▸ EXTRACTED TEXT
********

2) How did your work of teaching Viniyoga at the hospital manifest?

In early 2009, I was asked to work as volunteer teaching yoga to war veterans at the Southern Arizona Veterans Administration main hospital in Tucson, Arizona. The program was an in-patient program, one month in length, and kept at no more than 6 or 7 veterans and active duty military ranging from the Vietnam War to current service in Afghanistan. It was called the Evaluation and Brief Treatment of PTSD Unit (EBTPU). We were a poly trauma unit, meaning that many participants had the PTSD diagnosis and also had been physically wounded during active duty. Over an 8-year period, I went from being a volunteer, to being paid by Volunteer Services and then was awarded a 5-year contract to provide yoga therapy services 2-3 times per week during the month-long program. We ran 12 programs per year.

3) How do you find the acceptance of Viniyoga by the medical professionals at the hospital?

I was very fortunate because my original supervisor, Dr Baehr practiced yoga and meditation, understood the positive benefits, and was the driving force behind adding me to the program. His successor Dr. Heinecke was also incredibly supportive of the work and required that the vets attend my classes. They viewed the work as an effective, synergistic support to the therapy they were providing. Both doctors, clinical psychologists, headed up the EBTPU. Dr. Heinecke conducted a study that revealed that outcomes were statistically significantly more positive when yoga therapy was included in the program. This was a private hospital study and is confidential to the VA.

4) How has Viniyoga helped your patients in their healing process?

During my time at the VA hospital, the main benefit that I noted from observation and evaluation forms filled out at the end of each program was a result of pranayama. I would teach the group 10-12 times each month and the constant repetition, reinforcement and progressive teaching allowed the Veterans to experience lowered anxiety, some pain relief and improved sleep. The training I received during the yoga therapy course prepared me for modifying techniques and sequencing pranayama for highly traumatized veterans.

********

▸ INFORMATION SUPPLIED

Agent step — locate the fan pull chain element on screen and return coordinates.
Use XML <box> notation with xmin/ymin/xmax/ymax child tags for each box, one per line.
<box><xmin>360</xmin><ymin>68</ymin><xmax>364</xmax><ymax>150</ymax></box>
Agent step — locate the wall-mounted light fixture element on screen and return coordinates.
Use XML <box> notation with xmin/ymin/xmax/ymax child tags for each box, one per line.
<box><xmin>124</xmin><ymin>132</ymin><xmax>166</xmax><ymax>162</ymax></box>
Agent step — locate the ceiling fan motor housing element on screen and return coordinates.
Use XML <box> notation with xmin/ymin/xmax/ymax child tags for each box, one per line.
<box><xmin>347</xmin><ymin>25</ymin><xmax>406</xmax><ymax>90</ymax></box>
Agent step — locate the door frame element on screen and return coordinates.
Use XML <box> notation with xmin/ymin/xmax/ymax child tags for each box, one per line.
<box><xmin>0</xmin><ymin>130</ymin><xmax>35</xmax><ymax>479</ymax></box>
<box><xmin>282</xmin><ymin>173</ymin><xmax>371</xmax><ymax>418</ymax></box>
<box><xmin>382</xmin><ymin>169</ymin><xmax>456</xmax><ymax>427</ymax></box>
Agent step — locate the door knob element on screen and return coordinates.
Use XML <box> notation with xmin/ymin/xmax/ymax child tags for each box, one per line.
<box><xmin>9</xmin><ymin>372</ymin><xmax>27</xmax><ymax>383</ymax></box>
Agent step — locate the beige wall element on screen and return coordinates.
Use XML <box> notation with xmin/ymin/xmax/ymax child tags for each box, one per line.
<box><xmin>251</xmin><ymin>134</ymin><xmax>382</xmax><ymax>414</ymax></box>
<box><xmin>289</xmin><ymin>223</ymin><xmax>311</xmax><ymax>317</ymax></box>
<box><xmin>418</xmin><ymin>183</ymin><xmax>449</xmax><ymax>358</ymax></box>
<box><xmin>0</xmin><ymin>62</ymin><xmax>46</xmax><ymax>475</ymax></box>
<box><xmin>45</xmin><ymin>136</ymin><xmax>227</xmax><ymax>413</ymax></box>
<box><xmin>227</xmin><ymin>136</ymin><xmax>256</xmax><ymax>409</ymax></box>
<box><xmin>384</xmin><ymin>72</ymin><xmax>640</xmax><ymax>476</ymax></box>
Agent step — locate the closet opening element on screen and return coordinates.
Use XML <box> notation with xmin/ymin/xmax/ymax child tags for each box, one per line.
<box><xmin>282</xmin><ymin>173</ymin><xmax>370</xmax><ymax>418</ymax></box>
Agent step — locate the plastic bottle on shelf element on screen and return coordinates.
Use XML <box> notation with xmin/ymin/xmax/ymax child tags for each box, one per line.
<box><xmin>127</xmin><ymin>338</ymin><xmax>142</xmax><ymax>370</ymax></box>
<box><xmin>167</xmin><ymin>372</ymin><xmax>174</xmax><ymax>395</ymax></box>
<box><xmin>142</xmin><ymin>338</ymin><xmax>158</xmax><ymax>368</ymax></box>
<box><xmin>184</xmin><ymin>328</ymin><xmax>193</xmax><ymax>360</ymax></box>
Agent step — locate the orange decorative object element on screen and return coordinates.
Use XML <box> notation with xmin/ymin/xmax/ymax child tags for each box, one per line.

********

▸ TASK DESCRIPTION
Please carry the interview about teaching Viniyoga to veterans forward from its last sentence. The lines above have nothing to do with the interview about teaching Viniyoga to veterans.

▸ EXPECTED ANSWER
5) What challenges have you faced in bringing Viniyoga to the medical setting?

The EBPTU program closed in 2016, Dr. Heinecke moved to another VA hospital across the country, and the new program did not have the managerial support to provide yoga therapy services. My attempts to educate the new management and present what had been accomplished in previous years fell on “deaf ears.” Eventually the new contract award went to a sports fitness company operating out of another city. Also, I felt that the VA, a huge nationwide bureaucracy, was looking for a program that could be standardized and replicated with ease. What Dr Heinecke appreciated and understood was the ability of viniyoga to meet the individual wherever they were in their healing process and modify practices each month according to the capacity of the group. In fact, Dr. Heinecke contacted me from Florida where he was working and asked me to send some simple breathing practices to include in his work. I think the primary point of entry into a medical setting is more easily facilitated when the managers/decision makers have had personal experience or heard from reliable trusted sources about the benefits of yoga.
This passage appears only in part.